:: Given records ::

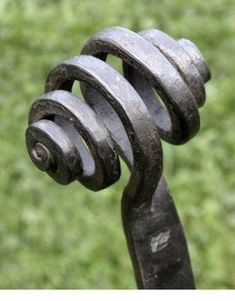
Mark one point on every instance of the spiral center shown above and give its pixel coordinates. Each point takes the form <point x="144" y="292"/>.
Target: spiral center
<point x="41" y="156"/>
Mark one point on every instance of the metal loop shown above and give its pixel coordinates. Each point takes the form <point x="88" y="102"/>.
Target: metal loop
<point x="122" y="116"/>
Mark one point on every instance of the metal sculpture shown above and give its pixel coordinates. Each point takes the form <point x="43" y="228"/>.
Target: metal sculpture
<point x="122" y="116"/>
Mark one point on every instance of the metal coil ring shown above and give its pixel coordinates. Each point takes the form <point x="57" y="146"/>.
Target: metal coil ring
<point x="123" y="116"/>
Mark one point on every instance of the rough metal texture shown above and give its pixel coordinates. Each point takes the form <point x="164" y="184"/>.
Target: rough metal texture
<point x="122" y="116"/>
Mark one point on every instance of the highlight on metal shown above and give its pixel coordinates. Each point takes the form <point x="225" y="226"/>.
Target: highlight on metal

:::

Challenge
Quote the text of every item above word for word, and leave the pictures out.

Output for this task
Mark one point on every instance of the spiral center shown above and give its pixel coordinates. Each point takes the form <point x="144" y="292"/>.
Target: spiral center
<point x="41" y="156"/>
Mark one point on every instance of the metal loop shown above and give its pixel coordinates. Each point takes the form <point x="88" y="102"/>.
Target: metal loop
<point x="122" y="116"/>
Mark one point on every instance of the metal sculpture shown above and give its pixel coordinates. Each point takes the form <point x="43" y="228"/>.
Target: metal sculpture
<point x="122" y="116"/>
Mark one point on every instance of the metal coil ring shown above and give its pixel coordinates. Each point takes the form <point x="57" y="146"/>.
Target: metal coil ring
<point x="123" y="116"/>
Mark one point on every instance of the rough metal texture shown above and give its pixel coordinates. Each point takes the form <point x="164" y="184"/>.
Target: rough metal texture
<point x="122" y="116"/>
Mark one point on every instance of the highlight on metal shown above and give its pixel coordinates. Each point takes the form <point x="225" y="226"/>.
Target: highlight on metal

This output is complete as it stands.